### 課題の目的
次の行から、文字列「gravel」を含む行をすべて列挙してください。大文字と小文字は区別する。
+-------+
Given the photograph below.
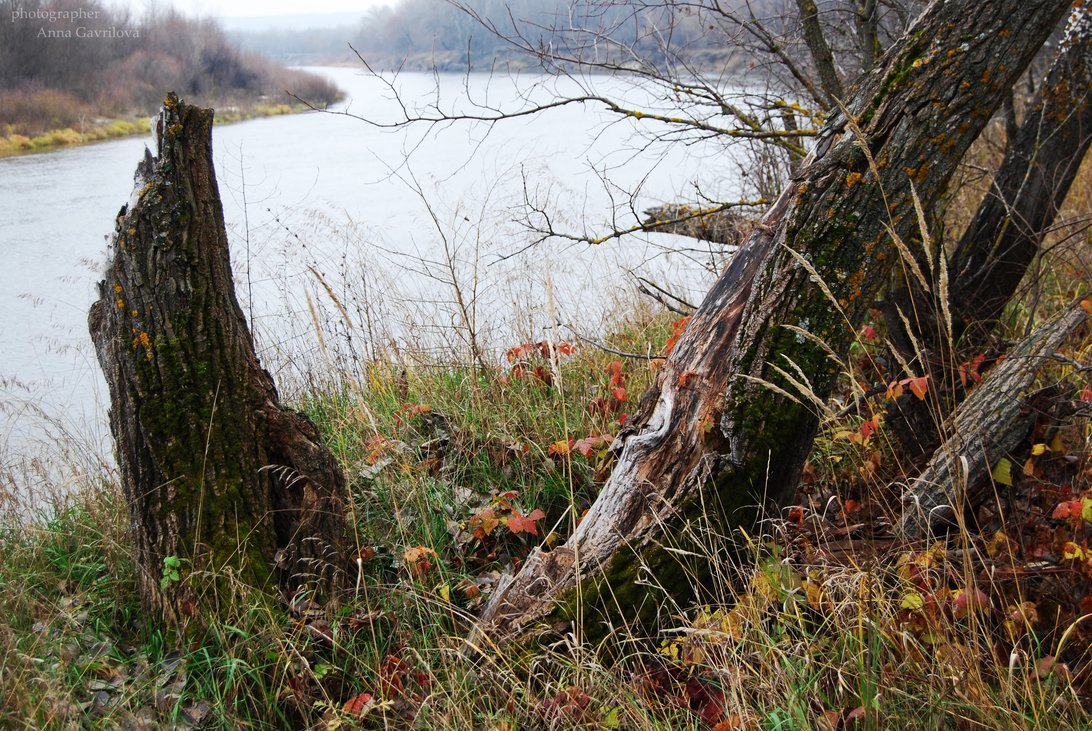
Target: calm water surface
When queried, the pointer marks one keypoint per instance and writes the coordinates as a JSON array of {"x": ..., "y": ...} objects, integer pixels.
[{"x": 316, "y": 201}]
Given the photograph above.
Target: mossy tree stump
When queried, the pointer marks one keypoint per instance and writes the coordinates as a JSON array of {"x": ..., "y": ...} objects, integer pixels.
[{"x": 223, "y": 483}]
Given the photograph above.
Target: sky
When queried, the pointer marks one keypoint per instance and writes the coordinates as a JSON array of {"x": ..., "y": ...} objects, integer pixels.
[{"x": 260, "y": 8}]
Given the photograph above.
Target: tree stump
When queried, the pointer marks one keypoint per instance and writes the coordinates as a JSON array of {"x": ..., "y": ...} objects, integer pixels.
[{"x": 224, "y": 485}]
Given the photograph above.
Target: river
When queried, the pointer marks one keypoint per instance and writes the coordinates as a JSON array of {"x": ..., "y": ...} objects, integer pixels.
[{"x": 355, "y": 232}]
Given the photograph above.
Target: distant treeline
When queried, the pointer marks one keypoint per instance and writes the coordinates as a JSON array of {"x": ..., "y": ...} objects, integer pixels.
[
  {"x": 476, "y": 33},
  {"x": 67, "y": 62}
]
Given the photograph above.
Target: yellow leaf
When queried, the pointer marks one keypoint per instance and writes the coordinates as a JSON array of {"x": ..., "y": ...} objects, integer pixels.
[
  {"x": 814, "y": 593},
  {"x": 912, "y": 601},
  {"x": 920, "y": 387},
  {"x": 1072, "y": 551},
  {"x": 1003, "y": 472}
]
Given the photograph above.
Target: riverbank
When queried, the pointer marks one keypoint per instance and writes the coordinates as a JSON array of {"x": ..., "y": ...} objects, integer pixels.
[{"x": 102, "y": 130}]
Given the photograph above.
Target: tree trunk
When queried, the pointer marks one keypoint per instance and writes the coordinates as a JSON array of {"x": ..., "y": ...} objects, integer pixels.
[
  {"x": 820, "y": 51},
  {"x": 992, "y": 257},
  {"x": 223, "y": 483},
  {"x": 989, "y": 425},
  {"x": 734, "y": 410},
  {"x": 1029, "y": 189}
]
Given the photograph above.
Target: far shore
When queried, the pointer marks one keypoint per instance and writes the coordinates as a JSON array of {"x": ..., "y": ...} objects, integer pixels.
[{"x": 104, "y": 130}]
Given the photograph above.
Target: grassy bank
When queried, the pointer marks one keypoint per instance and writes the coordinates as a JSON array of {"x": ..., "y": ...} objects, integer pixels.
[
  {"x": 823, "y": 621},
  {"x": 460, "y": 464},
  {"x": 99, "y": 130}
]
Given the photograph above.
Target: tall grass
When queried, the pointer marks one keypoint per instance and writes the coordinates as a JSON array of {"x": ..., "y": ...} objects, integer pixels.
[{"x": 821, "y": 619}]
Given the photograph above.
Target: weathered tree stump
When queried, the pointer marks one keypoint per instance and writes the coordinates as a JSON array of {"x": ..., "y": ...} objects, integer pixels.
[{"x": 223, "y": 483}]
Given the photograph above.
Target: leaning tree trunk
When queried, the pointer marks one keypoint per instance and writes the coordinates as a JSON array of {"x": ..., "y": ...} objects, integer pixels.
[
  {"x": 1005, "y": 235},
  {"x": 218, "y": 476},
  {"x": 1029, "y": 189},
  {"x": 986, "y": 427},
  {"x": 732, "y": 415}
]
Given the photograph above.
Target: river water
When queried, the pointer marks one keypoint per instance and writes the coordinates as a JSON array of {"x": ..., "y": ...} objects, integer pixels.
[{"x": 347, "y": 237}]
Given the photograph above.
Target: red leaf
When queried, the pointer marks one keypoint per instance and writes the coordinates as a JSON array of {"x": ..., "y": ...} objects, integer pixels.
[
  {"x": 589, "y": 446},
  {"x": 1067, "y": 510},
  {"x": 357, "y": 705},
  {"x": 520, "y": 523}
]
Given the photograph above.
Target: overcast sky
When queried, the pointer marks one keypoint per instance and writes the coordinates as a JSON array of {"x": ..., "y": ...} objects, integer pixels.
[{"x": 249, "y": 8}]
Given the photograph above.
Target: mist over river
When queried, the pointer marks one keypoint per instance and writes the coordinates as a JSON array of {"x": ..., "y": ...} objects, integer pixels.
[{"x": 356, "y": 232}]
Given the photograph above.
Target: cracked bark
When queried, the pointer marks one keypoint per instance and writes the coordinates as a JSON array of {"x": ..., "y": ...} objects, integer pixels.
[
  {"x": 712, "y": 440},
  {"x": 215, "y": 472}
]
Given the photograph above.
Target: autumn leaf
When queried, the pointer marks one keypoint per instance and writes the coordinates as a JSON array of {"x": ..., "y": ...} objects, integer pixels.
[
  {"x": 561, "y": 448},
  {"x": 1071, "y": 551},
  {"x": 589, "y": 446},
  {"x": 520, "y": 523},
  {"x": 417, "y": 559},
  {"x": 913, "y": 601},
  {"x": 894, "y": 390},
  {"x": 1072, "y": 510},
  {"x": 358, "y": 706},
  {"x": 1003, "y": 472},
  {"x": 483, "y": 522}
]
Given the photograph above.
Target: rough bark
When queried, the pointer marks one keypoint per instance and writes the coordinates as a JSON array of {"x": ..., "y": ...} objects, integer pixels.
[
  {"x": 867, "y": 19},
  {"x": 216, "y": 473},
  {"x": 990, "y": 424},
  {"x": 712, "y": 439},
  {"x": 990, "y": 259},
  {"x": 1029, "y": 189}
]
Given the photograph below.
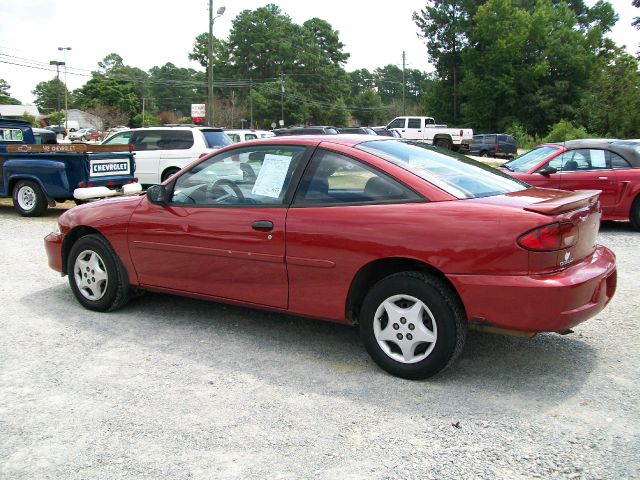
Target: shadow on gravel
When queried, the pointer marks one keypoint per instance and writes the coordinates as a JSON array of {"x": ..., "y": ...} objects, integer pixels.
[{"x": 327, "y": 359}]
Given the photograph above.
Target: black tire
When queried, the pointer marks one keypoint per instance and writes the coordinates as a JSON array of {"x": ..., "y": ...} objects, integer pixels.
[
  {"x": 168, "y": 173},
  {"x": 634, "y": 214},
  {"x": 102, "y": 277},
  {"x": 441, "y": 315},
  {"x": 28, "y": 199},
  {"x": 444, "y": 143}
]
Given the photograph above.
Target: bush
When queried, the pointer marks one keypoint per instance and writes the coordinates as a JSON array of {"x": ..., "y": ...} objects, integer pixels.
[{"x": 565, "y": 130}]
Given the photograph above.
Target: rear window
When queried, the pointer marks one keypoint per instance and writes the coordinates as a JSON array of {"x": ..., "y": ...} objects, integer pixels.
[
  {"x": 456, "y": 174},
  {"x": 215, "y": 138},
  {"x": 524, "y": 163}
]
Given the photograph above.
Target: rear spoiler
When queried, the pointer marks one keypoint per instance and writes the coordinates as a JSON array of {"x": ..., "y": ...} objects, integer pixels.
[
  {"x": 67, "y": 148},
  {"x": 573, "y": 201}
]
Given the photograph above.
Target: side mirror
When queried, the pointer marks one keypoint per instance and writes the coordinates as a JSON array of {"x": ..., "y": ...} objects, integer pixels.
[
  {"x": 547, "y": 170},
  {"x": 157, "y": 194}
]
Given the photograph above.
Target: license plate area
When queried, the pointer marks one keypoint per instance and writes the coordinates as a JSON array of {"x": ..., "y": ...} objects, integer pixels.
[{"x": 108, "y": 168}]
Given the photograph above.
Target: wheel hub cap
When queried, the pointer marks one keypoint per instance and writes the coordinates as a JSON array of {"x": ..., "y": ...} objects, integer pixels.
[
  {"x": 90, "y": 275},
  {"x": 405, "y": 329}
]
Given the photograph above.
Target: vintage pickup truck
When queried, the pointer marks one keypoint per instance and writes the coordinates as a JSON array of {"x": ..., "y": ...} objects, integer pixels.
[
  {"x": 424, "y": 129},
  {"x": 39, "y": 175}
]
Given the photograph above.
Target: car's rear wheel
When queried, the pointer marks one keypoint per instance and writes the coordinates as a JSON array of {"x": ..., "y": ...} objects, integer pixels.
[
  {"x": 412, "y": 325},
  {"x": 634, "y": 214},
  {"x": 28, "y": 199},
  {"x": 96, "y": 276}
]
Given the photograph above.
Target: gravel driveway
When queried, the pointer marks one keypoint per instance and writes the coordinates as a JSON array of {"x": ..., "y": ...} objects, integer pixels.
[{"x": 175, "y": 388}]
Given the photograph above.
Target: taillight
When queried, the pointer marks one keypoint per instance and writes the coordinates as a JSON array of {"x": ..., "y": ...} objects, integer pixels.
[{"x": 550, "y": 237}]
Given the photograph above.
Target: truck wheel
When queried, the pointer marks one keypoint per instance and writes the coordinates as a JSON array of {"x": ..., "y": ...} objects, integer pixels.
[
  {"x": 444, "y": 143},
  {"x": 96, "y": 275},
  {"x": 28, "y": 199},
  {"x": 412, "y": 325}
]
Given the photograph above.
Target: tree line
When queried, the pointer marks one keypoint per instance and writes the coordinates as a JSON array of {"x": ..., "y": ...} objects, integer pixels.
[{"x": 527, "y": 67}]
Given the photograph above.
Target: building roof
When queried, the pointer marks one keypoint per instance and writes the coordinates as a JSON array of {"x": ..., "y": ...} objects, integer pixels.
[{"x": 16, "y": 111}]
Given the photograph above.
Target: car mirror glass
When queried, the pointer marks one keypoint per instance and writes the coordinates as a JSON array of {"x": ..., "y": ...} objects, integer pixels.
[
  {"x": 157, "y": 194},
  {"x": 548, "y": 170}
]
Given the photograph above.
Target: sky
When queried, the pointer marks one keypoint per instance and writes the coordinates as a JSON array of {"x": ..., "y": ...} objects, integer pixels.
[{"x": 149, "y": 33}]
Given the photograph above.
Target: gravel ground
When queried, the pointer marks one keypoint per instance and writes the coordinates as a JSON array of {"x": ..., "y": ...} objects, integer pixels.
[{"x": 175, "y": 388}]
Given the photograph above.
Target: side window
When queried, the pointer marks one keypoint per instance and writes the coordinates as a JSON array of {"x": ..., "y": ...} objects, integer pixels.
[
  {"x": 175, "y": 140},
  {"x": 617, "y": 161},
  {"x": 146, "y": 140},
  {"x": 397, "y": 123},
  {"x": 333, "y": 178},
  {"x": 244, "y": 176},
  {"x": 122, "y": 138}
]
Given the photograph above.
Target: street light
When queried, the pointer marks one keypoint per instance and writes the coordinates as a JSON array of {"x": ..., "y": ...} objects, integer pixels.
[
  {"x": 57, "y": 64},
  {"x": 66, "y": 96},
  {"x": 219, "y": 13}
]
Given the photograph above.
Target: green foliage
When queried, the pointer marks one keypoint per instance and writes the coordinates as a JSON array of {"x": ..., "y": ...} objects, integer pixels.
[
  {"x": 56, "y": 118},
  {"x": 5, "y": 97},
  {"x": 31, "y": 119},
  {"x": 565, "y": 130}
]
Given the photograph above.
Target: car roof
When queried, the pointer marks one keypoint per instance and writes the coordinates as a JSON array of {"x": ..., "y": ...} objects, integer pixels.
[{"x": 629, "y": 150}]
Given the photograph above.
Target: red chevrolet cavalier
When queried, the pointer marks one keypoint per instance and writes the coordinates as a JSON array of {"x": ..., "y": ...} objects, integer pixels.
[{"x": 412, "y": 243}]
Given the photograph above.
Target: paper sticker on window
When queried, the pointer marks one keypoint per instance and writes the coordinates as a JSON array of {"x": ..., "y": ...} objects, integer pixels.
[
  {"x": 272, "y": 176},
  {"x": 597, "y": 159}
]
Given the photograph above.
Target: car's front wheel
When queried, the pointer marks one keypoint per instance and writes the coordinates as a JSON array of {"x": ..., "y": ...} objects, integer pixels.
[
  {"x": 96, "y": 276},
  {"x": 412, "y": 325}
]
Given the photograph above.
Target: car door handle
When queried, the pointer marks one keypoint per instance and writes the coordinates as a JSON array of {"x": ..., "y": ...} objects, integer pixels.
[{"x": 262, "y": 225}]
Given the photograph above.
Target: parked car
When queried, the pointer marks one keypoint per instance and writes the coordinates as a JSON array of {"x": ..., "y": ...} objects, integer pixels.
[
  {"x": 613, "y": 167},
  {"x": 44, "y": 136},
  {"x": 308, "y": 130},
  {"x": 357, "y": 130},
  {"x": 494, "y": 145},
  {"x": 412, "y": 244},
  {"x": 243, "y": 135},
  {"x": 386, "y": 132},
  {"x": 84, "y": 134},
  {"x": 163, "y": 151},
  {"x": 424, "y": 129}
]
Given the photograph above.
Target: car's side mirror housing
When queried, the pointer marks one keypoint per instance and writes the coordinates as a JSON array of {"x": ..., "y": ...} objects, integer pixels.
[
  {"x": 548, "y": 170},
  {"x": 157, "y": 194}
]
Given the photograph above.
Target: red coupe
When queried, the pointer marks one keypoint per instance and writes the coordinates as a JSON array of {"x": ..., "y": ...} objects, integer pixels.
[
  {"x": 412, "y": 243},
  {"x": 611, "y": 166}
]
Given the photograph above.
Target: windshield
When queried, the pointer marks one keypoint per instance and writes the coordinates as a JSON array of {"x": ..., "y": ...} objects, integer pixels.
[
  {"x": 216, "y": 139},
  {"x": 525, "y": 163},
  {"x": 456, "y": 174}
]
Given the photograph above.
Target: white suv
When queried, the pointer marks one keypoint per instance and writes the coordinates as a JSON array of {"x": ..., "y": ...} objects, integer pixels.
[{"x": 162, "y": 151}]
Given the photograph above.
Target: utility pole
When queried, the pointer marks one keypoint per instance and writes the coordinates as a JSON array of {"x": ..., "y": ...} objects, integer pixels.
[
  {"x": 250, "y": 103},
  {"x": 66, "y": 95},
  {"x": 57, "y": 64},
  {"x": 281, "y": 99},
  {"x": 404, "y": 103},
  {"x": 219, "y": 13}
]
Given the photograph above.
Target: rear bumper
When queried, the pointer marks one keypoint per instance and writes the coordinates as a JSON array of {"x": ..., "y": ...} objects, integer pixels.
[
  {"x": 101, "y": 192},
  {"x": 540, "y": 303},
  {"x": 53, "y": 247}
]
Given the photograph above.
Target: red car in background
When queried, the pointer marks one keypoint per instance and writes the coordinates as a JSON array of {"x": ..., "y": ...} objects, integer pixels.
[
  {"x": 413, "y": 243},
  {"x": 611, "y": 166}
]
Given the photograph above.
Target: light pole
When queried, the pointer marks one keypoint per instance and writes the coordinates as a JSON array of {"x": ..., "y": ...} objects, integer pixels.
[
  {"x": 219, "y": 13},
  {"x": 57, "y": 64},
  {"x": 66, "y": 96}
]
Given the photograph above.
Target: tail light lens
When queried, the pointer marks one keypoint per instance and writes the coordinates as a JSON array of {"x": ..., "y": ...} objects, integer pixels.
[{"x": 550, "y": 237}]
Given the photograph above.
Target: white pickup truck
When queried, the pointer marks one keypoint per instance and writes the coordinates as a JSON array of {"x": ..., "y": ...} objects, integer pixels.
[{"x": 424, "y": 129}]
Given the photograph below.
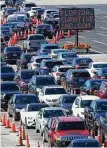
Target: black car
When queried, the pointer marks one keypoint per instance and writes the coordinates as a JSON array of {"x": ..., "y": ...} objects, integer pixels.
[
  {"x": 24, "y": 60},
  {"x": 8, "y": 89},
  {"x": 80, "y": 63},
  {"x": 38, "y": 81},
  {"x": 11, "y": 54},
  {"x": 7, "y": 73},
  {"x": 46, "y": 30},
  {"x": 80, "y": 143},
  {"x": 90, "y": 86},
  {"x": 23, "y": 77},
  {"x": 19, "y": 101}
]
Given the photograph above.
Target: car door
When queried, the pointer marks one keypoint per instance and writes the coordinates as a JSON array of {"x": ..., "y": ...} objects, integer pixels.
[{"x": 75, "y": 107}]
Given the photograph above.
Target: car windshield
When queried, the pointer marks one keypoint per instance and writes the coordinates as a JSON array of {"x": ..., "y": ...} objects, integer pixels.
[
  {"x": 15, "y": 49},
  {"x": 7, "y": 70},
  {"x": 32, "y": 108},
  {"x": 9, "y": 87},
  {"x": 64, "y": 69},
  {"x": 51, "y": 91},
  {"x": 52, "y": 113},
  {"x": 83, "y": 61},
  {"x": 26, "y": 99},
  {"x": 100, "y": 65},
  {"x": 69, "y": 55},
  {"x": 27, "y": 74},
  {"x": 69, "y": 99},
  {"x": 81, "y": 74},
  {"x": 36, "y": 37},
  {"x": 102, "y": 106},
  {"x": 45, "y": 81},
  {"x": 51, "y": 47},
  {"x": 65, "y": 126},
  {"x": 86, "y": 144},
  {"x": 53, "y": 63},
  {"x": 85, "y": 103}
]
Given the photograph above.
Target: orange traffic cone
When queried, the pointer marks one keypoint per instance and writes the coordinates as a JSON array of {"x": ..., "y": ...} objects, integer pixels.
[
  {"x": 4, "y": 120},
  {"x": 99, "y": 135},
  {"x": 27, "y": 141},
  {"x": 13, "y": 127},
  {"x": 105, "y": 142},
  {"x": 69, "y": 34},
  {"x": 38, "y": 144},
  {"x": 20, "y": 142},
  {"x": 8, "y": 123}
]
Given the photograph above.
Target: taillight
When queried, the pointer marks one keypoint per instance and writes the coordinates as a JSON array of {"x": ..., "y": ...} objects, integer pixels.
[{"x": 57, "y": 74}]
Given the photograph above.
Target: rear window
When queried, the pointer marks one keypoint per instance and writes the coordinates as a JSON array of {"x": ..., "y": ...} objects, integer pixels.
[
  {"x": 36, "y": 38},
  {"x": 52, "y": 64},
  {"x": 51, "y": 91},
  {"x": 64, "y": 126},
  {"x": 81, "y": 74},
  {"x": 30, "y": 5}
]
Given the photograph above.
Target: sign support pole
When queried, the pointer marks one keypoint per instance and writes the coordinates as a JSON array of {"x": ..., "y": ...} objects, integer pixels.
[{"x": 77, "y": 40}]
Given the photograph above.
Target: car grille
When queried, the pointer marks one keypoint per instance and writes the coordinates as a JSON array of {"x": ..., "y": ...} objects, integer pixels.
[{"x": 69, "y": 138}]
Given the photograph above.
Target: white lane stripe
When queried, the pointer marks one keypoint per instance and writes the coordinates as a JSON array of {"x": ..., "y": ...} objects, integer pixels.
[
  {"x": 99, "y": 42},
  {"x": 103, "y": 28},
  {"x": 101, "y": 34}
]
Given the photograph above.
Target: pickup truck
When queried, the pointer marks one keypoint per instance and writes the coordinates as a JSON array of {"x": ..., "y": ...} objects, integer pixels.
[
  {"x": 102, "y": 123},
  {"x": 92, "y": 114},
  {"x": 33, "y": 42}
]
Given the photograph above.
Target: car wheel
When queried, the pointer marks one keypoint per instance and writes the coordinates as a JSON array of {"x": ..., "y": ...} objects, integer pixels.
[
  {"x": 44, "y": 140},
  {"x": 15, "y": 117},
  {"x": 27, "y": 127},
  {"x": 36, "y": 130}
]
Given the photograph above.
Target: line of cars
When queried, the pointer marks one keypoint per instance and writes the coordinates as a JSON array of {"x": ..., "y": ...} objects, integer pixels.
[{"x": 41, "y": 92}]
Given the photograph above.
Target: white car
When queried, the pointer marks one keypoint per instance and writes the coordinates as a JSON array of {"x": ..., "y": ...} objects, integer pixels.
[
  {"x": 28, "y": 114},
  {"x": 35, "y": 61},
  {"x": 44, "y": 114},
  {"x": 50, "y": 94},
  {"x": 80, "y": 103},
  {"x": 58, "y": 71},
  {"x": 95, "y": 66}
]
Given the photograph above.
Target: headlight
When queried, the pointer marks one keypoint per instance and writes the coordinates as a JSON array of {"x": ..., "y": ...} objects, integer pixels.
[{"x": 17, "y": 110}]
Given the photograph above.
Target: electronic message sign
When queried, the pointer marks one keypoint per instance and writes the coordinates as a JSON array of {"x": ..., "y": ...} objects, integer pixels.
[{"x": 76, "y": 18}]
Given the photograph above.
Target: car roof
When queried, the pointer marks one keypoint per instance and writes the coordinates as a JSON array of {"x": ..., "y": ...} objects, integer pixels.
[
  {"x": 52, "y": 86},
  {"x": 84, "y": 140},
  {"x": 89, "y": 97},
  {"x": 52, "y": 108},
  {"x": 70, "y": 119}
]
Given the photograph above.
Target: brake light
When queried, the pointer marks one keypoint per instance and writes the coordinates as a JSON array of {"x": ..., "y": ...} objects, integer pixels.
[{"x": 57, "y": 74}]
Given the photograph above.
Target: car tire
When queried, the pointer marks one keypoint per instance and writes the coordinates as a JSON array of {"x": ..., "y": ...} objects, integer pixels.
[
  {"x": 44, "y": 140},
  {"x": 36, "y": 130}
]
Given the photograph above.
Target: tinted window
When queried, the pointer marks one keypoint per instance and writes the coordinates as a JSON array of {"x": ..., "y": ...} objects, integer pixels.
[
  {"x": 36, "y": 107},
  {"x": 102, "y": 106},
  {"x": 86, "y": 144},
  {"x": 51, "y": 91},
  {"x": 99, "y": 65},
  {"x": 6, "y": 70},
  {"x": 68, "y": 99},
  {"x": 64, "y": 126},
  {"x": 36, "y": 38},
  {"x": 53, "y": 63},
  {"x": 9, "y": 87},
  {"x": 26, "y": 99},
  {"x": 81, "y": 74},
  {"x": 45, "y": 81},
  {"x": 85, "y": 103},
  {"x": 53, "y": 113}
]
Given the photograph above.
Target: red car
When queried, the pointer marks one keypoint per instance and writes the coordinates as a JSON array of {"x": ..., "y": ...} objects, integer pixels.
[
  {"x": 102, "y": 91},
  {"x": 65, "y": 129}
]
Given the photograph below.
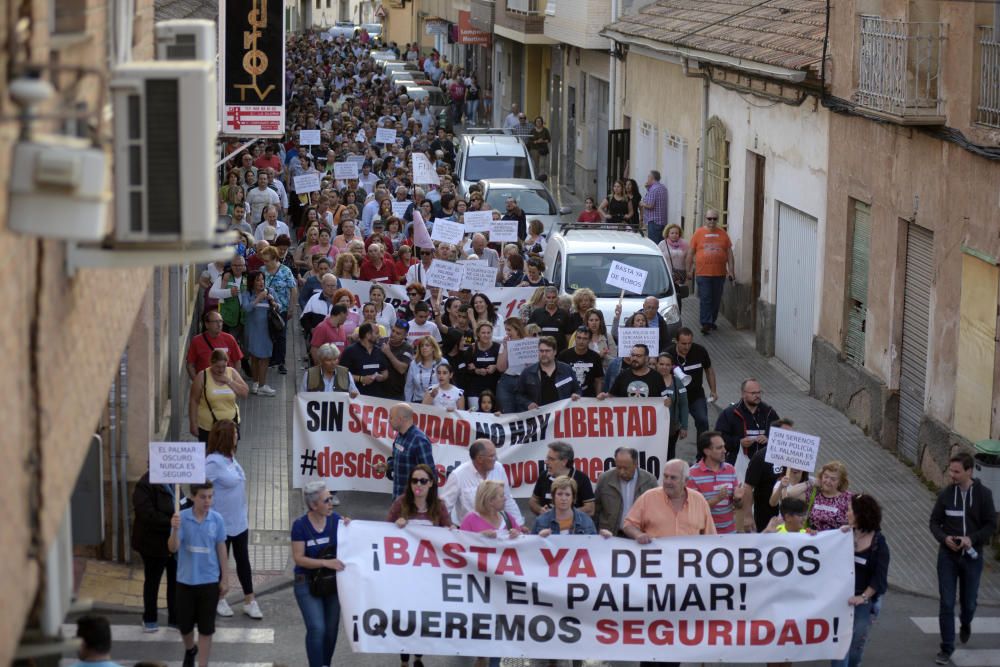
+-------+
### この課題の解答
Target: shadow on gravel
Target: gravel driveway
Target: gravel ground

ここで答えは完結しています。